- MATERIAL FOR THIS TASK:
--- START ---

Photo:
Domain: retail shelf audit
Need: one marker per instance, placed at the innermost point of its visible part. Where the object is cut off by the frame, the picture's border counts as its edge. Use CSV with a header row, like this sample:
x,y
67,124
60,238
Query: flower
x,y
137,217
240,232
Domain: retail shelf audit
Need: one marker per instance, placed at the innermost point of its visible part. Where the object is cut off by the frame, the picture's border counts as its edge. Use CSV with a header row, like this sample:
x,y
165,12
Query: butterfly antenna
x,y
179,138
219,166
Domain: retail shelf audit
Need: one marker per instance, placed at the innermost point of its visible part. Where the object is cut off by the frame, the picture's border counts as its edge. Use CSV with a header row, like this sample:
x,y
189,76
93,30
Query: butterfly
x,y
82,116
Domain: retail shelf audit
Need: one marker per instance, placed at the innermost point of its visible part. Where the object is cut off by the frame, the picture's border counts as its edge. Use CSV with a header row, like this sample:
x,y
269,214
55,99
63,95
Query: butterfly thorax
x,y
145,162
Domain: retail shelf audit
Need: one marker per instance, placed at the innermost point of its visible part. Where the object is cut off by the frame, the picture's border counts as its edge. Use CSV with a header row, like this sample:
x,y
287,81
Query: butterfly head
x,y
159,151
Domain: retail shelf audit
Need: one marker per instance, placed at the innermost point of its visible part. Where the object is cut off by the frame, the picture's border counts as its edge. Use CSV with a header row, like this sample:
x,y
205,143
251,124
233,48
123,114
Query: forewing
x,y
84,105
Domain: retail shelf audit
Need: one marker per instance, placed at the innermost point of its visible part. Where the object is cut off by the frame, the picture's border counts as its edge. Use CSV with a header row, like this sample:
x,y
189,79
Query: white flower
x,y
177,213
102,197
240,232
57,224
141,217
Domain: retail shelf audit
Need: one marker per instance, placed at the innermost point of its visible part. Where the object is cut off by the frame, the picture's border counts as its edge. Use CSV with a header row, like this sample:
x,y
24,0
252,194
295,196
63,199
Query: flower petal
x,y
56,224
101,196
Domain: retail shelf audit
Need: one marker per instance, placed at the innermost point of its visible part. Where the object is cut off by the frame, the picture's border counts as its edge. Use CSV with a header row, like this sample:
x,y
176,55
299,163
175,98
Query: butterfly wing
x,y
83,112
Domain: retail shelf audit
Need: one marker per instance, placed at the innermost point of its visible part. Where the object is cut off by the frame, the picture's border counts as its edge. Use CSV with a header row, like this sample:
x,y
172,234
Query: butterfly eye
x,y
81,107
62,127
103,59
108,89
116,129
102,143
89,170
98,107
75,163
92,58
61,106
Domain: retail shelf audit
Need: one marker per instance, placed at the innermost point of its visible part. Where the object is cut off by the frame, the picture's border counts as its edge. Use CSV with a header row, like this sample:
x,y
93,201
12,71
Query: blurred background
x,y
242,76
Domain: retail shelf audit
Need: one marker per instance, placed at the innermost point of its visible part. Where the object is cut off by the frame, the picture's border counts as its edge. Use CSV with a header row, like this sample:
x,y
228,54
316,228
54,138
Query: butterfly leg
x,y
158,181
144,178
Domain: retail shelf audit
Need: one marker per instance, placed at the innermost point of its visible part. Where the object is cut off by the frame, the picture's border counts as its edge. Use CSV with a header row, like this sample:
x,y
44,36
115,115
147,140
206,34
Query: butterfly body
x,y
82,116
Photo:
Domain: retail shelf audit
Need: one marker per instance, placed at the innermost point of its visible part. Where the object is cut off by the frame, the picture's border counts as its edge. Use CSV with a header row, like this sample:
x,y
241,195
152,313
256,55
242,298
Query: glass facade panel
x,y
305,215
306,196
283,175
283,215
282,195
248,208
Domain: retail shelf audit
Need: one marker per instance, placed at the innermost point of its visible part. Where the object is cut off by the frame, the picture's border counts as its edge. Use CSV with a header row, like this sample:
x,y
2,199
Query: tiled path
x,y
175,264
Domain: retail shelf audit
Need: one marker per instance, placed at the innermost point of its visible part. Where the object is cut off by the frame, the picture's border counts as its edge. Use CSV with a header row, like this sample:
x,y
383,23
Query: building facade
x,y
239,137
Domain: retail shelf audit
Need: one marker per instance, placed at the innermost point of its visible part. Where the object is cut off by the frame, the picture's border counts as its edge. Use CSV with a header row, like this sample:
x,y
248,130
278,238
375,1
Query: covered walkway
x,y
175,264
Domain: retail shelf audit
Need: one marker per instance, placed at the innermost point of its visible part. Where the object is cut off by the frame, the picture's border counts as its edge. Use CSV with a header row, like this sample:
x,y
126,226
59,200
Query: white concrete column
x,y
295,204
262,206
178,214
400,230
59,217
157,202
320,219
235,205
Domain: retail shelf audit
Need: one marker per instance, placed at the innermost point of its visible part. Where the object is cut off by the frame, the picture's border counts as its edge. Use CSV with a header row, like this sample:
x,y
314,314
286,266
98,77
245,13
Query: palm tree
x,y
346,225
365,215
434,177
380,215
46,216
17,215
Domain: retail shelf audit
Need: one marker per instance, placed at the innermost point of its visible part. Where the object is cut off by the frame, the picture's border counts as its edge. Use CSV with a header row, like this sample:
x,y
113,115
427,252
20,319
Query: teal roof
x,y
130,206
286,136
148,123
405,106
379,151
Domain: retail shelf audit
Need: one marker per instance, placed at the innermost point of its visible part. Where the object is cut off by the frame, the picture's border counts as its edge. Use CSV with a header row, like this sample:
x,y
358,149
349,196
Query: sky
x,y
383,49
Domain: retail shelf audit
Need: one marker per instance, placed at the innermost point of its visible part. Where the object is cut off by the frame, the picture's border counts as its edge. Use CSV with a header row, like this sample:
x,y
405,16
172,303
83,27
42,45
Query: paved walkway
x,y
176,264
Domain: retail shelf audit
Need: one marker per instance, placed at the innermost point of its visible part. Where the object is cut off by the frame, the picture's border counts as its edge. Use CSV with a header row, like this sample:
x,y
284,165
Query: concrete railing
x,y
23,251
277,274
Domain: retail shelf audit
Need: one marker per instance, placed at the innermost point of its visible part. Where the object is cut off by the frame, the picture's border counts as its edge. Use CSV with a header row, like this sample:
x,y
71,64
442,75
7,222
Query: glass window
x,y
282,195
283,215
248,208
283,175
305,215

--- END ---

- TASK TO COMPLETE:
Output the listing above without altering a single character.

- EXERCISE RESPONSE:
Photo:
Domain: retail shelf audit
Need: one marker per instance, placed at the innermost point of its visible part. Where the object is cut off by the frame, the picture's border counts as its edge. Use CSV with a header row, like this sample:
x,y
67,124
60,238
Query: flower
x,y
137,217
240,232
Domain: retail shelf audit
Need: one marker per instance, placed at the innermost point of its visible part. Where the object is cut off by the frame, the picture's border counts as its edge. Use CSV with a header row, like this sample:
x,y
165,12
Query: butterfly antenna
x,y
179,138
219,166
Domain: retail shelf audit
Need: one marker per instance, placed at the innermost point of its visible part. Where the object is cut off by the frame, the picture's border counts as its edge. Use CSV with a header row, like this sample:
x,y
189,76
93,30
Query: butterfly
x,y
82,116
Domain: retail shelf audit
Need: one marker per instance, placed at the innermost point of its visible part. Where the object is cut off by the frame, the picture's border counts as its edge. Use CSV with a header row, like this sample:
x,y
269,214
55,99
63,95
Query: butterfly thorax
x,y
145,162
Domain: retail shelf audit
Need: one marker per instance, placed at the innermost point of its visible part. Where the object is cut off by the frame, the picture's border counts as its edge. Use CSV with a header row, like this sample:
x,y
287,81
Query: butterfly head
x,y
159,151
Domain: retail shelf audit
Need: one marker per instance, placed at the innermost point of its visible part. Where the object is cut off by the frame, the picture's border counts as its edge. Use CSV with a header row, like this sample:
x,y
205,143
251,124
233,48
123,114
Query: forewing
x,y
84,105
Domain: retail shelf audit
Need: one marker per instance, placed at the innermost point of its visible part. Where the object is cut off by the frame, the picture's border counts as its edge. Use CSV with a header row, like this sample:
x,y
189,79
Query: white flower
x,y
177,213
102,197
240,232
57,224
141,217
Domain: retail shelf audit
Need: one marker per instance, placed at the innermost point of its visible part. Where the object is cut off by the frame, the picture's border counts as its edge. Use CSV with a header row, like this sample:
x,y
24,0
252,194
295,196
63,199
Query: flower petal
x,y
56,224
101,196
Domain: retail shelf audit
Need: one marker per instance, placed at the innermost point of its visible part. Where the object is cut off by the frame, the picture's border counts as its edge. Use CSV with a header row, like this sample:
x,y
176,55
299,163
175,98
Query: butterfly wing
x,y
83,112
Domain: retail shelf audit
Need: one marker per instance, placed at the innermost point of its visible part. Where the object is cut off by the frame, the picture's border counts as its edge. Use CSV with a header row, like this sample:
x,y
172,234
Query: butterfly eye
x,y
81,107
62,127
103,59
108,89
116,129
102,143
89,170
98,107
75,163
92,58
61,106
Domain: retail shelf audit
Need: one marker per instance, placed at the innermost point of its visible part. Where the object is cut off by the frame, the picture's border counts as its edge. Use CSV with a header row, like this sample:
x,y
93,201
12,71
Query: blurred background
x,y
242,76
Domain: retail shelf audit
Need: one marker per instance, placed at the innermost point of its visible part. Where the object is cut off by the frame, the picture's border counts as its edge. Use CSV with a header row, like this sample:
x,y
228,54
316,228
54,138
Query: butterfly leg
x,y
158,181
144,178
Domain: retail shelf audit
Need: one marker per instance, placed at the innermost point of its visible part. Where the object is cut off by the frame, the picture's border counts as its edge. Use CSV with a header row, like this sample:
x,y
44,36
115,115
147,140
206,34
Query: butterfly body
x,y
82,116
Photo:
Domain: retail shelf audit
Need: one marker per instance, placed at the innermost point of its visible part. Where the object is cut off by the frame, the picture's border counts as its edge. Use CSV with a header row, like this sample:
x,y
241,195
152,313
256,55
242,298
Query: glass facade panel
x,y
305,215
306,196
283,175
283,215
282,195
248,208
Domain: retail shelf audit
Need: one marker per instance, placed at the innermost point of its visible part. Where the object is cut off by the frame, the picture's border counts as its edge. Use CSV with a header row, like this sample:
x,y
2,199
Query: tiled path
x,y
175,264
Domain: retail shelf audit
Need: one marker per instance, placed at the innermost point of its visible part. Where the object is cut off by the frame, the picture's border counts as its edge. Use CSV with a header row, like this sample:
x,y
383,23
Query: building facade
x,y
239,137
Domain: retail shelf audit
Need: one marker per instance, placed at the innermost point of its visible part. Where the object is cut off by the frame, the picture's border counts as its edge. Use CSV with a header row, like this sample:
x,y
248,130
278,238
375,1
Query: covered walkway
x,y
175,264
Domain: retail shelf audit
Need: one marker per instance, placed at the innermost point of its visible part. Where the object is cut off by the frame, the picture's border counts as its edge. Use CSV with a header row, like this sample:
x,y
126,226
59,200
Query: white concrete column
x,y
295,204
262,206
178,214
400,230
59,217
157,202
320,219
235,205
Domain: retail shelf audit
Need: one marker per instance, placed at the innermost point of its visible part. Where the object is cut off by the frame, the picture's border counts as its edge. Use CSV with a header row, like this sample:
x,y
314,314
286,266
98,77
245,13
Query: palm tree
x,y
346,225
365,215
434,177
380,215
46,216
17,215
Domain: retail shelf audit
Need: one marker per instance, placed at the innermost point of its visible part. Where the object is cut off by the frame, the picture's border counts as its edge. Use CSV with a header row, like this sample:
x,y
113,115
427,252
20,319
Query: teal roof
x,y
130,206
286,136
148,123
405,106
379,151
Domain: retail shelf audit
Need: one marker per instance, placed at the innermost point of its visible part. Where the object is cut off by the frame, the picture's border counts as its edge. Use CSV with a header row, like this sample:
x,y
358,149
349,196
Query: sky
x,y
383,49
Domain: retail shelf audit
Need: one marker per instance, placed at the innermost point of its visible part. Where the object is cut off by the frame, the picture's border counts as its edge. Use CSV with a header row, like this sample:
x,y
405,16
172,303
83,27
42,45
Query: paved walkway
x,y
176,264
Domain: retail shelf audit
Need: one marker per instance, placed at the innermost point of its visible part. Where the object is cut off by the frame, the picture's border counts as its edge. Use CSV with a header row, like this sample:
x,y
284,165
Query: concrete railing
x,y
23,251
277,274
Domain: retail shelf audit
Need: one marker per instance, placed at the innermost point of its visible part. Where the object is cut off by the frame, the picture's border counts as its edge. Use CSV with a header row, like this sample:
x,y
71,64
442,75
7,222
Query: glass window
x,y
282,195
283,215
248,208
283,175
305,215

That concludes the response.